• **Excerpted data**
=== Section Start ===

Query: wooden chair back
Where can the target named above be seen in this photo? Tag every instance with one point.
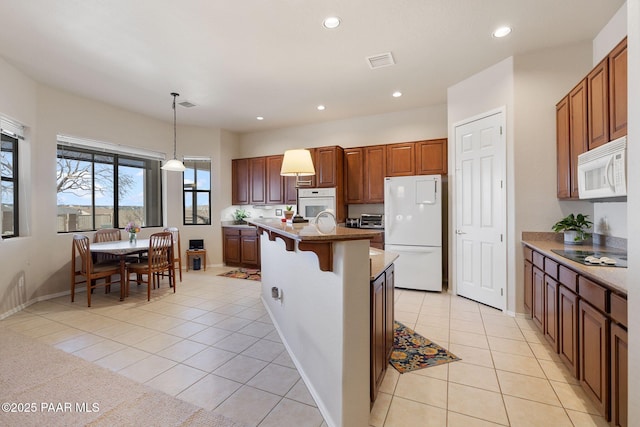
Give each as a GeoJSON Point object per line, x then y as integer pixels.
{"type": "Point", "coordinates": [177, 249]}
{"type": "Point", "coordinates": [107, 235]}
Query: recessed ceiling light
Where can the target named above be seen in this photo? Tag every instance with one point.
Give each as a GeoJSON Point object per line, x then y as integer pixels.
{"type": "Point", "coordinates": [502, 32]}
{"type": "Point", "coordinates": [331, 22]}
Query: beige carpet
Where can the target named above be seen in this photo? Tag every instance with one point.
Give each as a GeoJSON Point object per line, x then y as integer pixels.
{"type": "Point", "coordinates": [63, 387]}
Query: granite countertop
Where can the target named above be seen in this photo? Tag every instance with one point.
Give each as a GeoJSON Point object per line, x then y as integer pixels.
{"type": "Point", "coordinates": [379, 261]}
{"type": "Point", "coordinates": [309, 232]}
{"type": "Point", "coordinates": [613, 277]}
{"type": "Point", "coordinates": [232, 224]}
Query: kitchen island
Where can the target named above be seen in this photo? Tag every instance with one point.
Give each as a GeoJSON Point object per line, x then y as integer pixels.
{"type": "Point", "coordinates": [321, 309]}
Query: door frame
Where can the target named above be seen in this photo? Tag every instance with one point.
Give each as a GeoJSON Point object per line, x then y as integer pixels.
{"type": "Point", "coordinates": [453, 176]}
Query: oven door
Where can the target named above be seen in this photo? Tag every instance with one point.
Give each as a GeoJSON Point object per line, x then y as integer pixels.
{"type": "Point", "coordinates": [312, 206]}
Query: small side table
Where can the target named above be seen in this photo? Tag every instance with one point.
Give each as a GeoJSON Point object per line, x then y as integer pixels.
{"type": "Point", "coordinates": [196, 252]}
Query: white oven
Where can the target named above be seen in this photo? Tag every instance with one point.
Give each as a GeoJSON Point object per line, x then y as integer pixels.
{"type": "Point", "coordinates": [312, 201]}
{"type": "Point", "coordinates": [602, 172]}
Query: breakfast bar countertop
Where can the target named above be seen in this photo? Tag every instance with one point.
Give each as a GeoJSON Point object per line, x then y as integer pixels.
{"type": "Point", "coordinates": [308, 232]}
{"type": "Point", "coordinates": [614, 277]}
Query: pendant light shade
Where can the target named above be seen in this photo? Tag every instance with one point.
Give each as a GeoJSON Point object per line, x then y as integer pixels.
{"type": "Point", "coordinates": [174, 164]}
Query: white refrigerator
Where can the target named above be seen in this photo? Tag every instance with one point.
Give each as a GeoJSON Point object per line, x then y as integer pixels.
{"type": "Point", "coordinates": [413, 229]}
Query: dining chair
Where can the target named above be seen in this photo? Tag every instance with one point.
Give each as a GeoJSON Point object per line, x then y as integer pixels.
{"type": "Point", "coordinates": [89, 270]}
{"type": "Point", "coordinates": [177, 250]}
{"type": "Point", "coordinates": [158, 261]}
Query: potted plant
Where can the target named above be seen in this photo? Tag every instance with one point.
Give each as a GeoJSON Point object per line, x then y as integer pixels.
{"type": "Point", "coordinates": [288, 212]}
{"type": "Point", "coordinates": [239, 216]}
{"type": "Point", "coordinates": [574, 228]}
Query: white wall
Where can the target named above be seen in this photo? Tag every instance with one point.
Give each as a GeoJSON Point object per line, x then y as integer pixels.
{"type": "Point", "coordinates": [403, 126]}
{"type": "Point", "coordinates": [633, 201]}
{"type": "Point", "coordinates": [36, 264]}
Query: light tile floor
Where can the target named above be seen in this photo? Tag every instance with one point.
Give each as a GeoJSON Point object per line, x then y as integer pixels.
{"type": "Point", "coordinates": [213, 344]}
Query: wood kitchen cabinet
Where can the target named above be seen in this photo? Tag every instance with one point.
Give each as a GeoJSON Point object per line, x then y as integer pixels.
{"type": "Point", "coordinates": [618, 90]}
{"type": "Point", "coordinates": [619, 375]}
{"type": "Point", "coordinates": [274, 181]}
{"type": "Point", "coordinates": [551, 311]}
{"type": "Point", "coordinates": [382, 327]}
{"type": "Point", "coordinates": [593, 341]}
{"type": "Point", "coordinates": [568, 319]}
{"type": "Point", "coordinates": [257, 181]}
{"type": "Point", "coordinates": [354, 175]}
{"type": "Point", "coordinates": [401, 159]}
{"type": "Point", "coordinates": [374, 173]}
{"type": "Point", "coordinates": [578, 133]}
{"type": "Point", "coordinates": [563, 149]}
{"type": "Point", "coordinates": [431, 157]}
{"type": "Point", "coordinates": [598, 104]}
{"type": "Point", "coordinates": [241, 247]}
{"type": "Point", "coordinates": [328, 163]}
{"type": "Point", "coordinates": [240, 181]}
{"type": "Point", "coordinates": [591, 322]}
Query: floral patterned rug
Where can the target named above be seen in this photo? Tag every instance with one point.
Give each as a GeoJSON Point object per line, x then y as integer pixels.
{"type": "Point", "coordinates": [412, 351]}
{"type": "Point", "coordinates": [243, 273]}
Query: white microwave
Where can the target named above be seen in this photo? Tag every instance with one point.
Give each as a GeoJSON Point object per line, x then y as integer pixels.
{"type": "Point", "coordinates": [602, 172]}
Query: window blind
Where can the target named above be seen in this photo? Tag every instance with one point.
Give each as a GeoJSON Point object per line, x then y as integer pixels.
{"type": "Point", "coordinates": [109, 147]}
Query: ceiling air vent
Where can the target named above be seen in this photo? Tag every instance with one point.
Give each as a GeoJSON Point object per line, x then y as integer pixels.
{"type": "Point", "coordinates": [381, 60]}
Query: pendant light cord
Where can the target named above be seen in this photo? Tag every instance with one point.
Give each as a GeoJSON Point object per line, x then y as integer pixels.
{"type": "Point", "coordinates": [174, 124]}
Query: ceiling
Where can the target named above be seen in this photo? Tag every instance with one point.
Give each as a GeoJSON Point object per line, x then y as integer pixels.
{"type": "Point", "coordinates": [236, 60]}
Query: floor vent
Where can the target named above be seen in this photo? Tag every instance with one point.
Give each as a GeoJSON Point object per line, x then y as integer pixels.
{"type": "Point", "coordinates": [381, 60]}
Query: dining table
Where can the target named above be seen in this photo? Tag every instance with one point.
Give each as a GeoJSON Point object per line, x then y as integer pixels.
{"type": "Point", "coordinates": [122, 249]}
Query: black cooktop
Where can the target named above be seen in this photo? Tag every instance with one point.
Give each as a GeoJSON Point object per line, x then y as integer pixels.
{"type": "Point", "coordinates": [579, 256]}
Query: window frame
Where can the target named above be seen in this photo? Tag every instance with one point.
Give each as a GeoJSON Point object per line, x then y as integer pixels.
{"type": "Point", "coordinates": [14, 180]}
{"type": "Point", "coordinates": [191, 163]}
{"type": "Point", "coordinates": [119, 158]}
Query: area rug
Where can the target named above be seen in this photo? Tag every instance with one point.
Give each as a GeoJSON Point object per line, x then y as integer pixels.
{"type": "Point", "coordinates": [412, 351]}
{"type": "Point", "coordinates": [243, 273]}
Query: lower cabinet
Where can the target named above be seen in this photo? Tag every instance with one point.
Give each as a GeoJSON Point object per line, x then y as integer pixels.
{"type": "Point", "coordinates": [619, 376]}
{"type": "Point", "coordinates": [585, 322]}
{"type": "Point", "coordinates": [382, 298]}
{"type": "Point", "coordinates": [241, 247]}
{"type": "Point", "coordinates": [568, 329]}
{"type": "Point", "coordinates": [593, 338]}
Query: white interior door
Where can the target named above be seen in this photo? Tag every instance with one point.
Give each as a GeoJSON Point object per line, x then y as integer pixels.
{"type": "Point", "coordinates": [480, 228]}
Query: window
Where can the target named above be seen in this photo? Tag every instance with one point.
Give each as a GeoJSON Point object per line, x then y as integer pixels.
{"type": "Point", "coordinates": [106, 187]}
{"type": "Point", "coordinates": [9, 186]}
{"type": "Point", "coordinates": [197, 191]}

=== Section End ===

• **What you will do**
Begin at the first line of the data above and repeat each line exactly, stopping after the line containing "Query: kitchen island". Omit the pictures.

• **Output**
Query: wooden chair back
Where can the target named above be seen in this photo? Tag every instance with one point.
Give each as a GeoJSON Point object per line, x then y as integer pixels.
{"type": "Point", "coordinates": [177, 249]}
{"type": "Point", "coordinates": [107, 235]}
Query: recessed ceiling light
Where can the target named above be seen in this photo? Tag every instance with one point.
Give each as a GeoJSON Point object per line, x then y as integer pixels.
{"type": "Point", "coordinates": [502, 32]}
{"type": "Point", "coordinates": [331, 22]}
Query: beige carpet
Where can the target named above be seen in this photo? Tag every instance with one point.
Give each as a GeoJSON Point object per line, x then y as integer pixels.
{"type": "Point", "coordinates": [63, 387]}
Query: granite countertop
Where can the target named above be seen in this photo? Tag every instance with one point.
Give each as a GeoJSON Point object per line, x then y as integer pixels.
{"type": "Point", "coordinates": [379, 261]}
{"type": "Point", "coordinates": [309, 232]}
{"type": "Point", "coordinates": [613, 277]}
{"type": "Point", "coordinates": [232, 224]}
Query: kitchen island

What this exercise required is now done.